*Page text:*
=== Section Start ===
Database Performance Troubleshooting -- Slow Queries, Connection Pooling & Indexing
Database performance degradation hits applications hard -- slow queries, exhausted connection pools, and replication lag turn fast APIs into unusable services -- this guide shows you how to diagnose, optimize, and prevent these issues in MySQL and PostgreSQL.
What You'll Learn
Why It Matters
A single slow query can block hundreds of others, cascade across services, and trigger downtime alerts at 3 AM. Knowing how to identify the bottleneck using query analysis, system metrics, and tuning parameters is essential for any backend developer or DBA.
Real-World Use
When your API response time jumps from 50ms to 5 seconds, your application reports "too many connections", or your read replicas fall minutes behind the primary during peak traffic, these optimization techniques restore performance.
=== Section End ===
*Your assignment:* Can you copy the database performance guide word for word from "What You'll Learn" to "techniques restore performance."?

*Source data:*
=== Section Start ===
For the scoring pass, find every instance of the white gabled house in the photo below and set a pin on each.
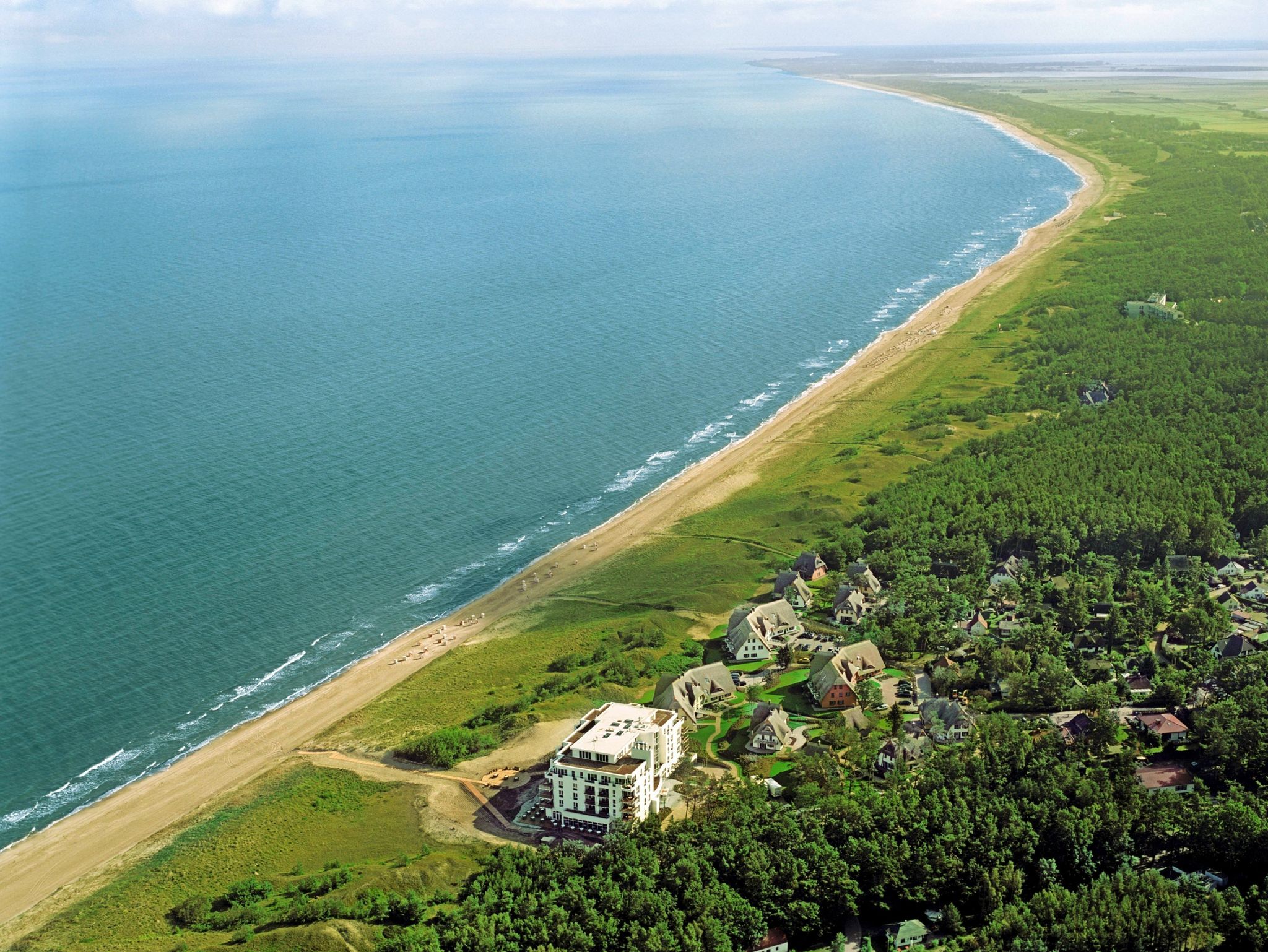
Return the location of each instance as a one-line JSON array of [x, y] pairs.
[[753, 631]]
=== Section End ===
=== Section Start ===
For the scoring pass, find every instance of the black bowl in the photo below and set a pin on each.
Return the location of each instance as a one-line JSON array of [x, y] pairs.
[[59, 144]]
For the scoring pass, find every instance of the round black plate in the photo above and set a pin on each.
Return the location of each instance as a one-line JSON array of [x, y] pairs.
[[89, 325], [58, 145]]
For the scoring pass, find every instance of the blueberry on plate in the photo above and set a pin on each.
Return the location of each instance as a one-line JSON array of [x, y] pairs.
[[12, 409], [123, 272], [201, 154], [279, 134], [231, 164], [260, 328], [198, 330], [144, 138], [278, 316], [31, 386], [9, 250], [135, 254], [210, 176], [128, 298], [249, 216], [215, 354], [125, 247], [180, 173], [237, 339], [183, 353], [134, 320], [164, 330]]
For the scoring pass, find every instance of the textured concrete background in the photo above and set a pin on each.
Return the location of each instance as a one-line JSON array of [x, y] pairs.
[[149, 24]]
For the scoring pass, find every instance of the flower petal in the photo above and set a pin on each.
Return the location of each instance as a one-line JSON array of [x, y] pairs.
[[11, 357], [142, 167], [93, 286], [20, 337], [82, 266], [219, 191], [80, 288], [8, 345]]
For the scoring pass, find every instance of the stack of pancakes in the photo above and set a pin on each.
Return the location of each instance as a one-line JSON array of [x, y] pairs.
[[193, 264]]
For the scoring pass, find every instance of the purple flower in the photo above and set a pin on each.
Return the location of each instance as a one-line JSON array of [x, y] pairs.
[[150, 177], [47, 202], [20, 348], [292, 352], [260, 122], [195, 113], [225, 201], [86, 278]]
=== Section End ===
=== Section Start ===
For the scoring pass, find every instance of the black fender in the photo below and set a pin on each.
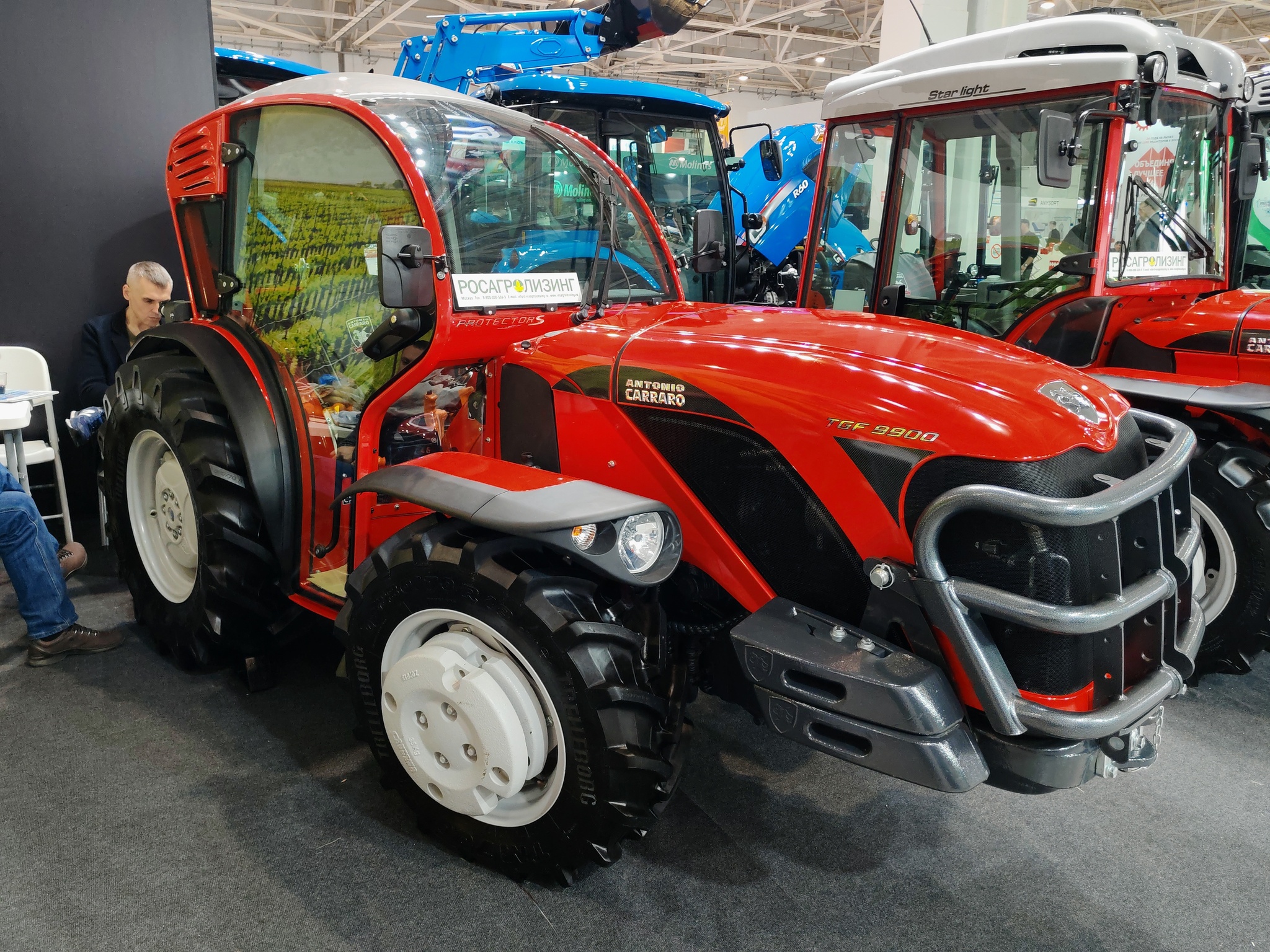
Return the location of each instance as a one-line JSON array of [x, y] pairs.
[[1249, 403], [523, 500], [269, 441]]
=== Section End ===
*Answer to this task:*
What You'll Learn
Why It Matters
A single slow query can block hundreds of others, cascade across services, and trigger downtime alerts at 3 AM. Knowing how to identify the bottleneck using query analysis, system metrics, and tuning parameters is essential for any backend developer or DBA.
Real-World Use
When your API response time jumps from 50ms to 5 seconds, your application reports "too many connections", or your read replicas fall minutes behind the primary during peak traffic, these optimization techniques restore performance.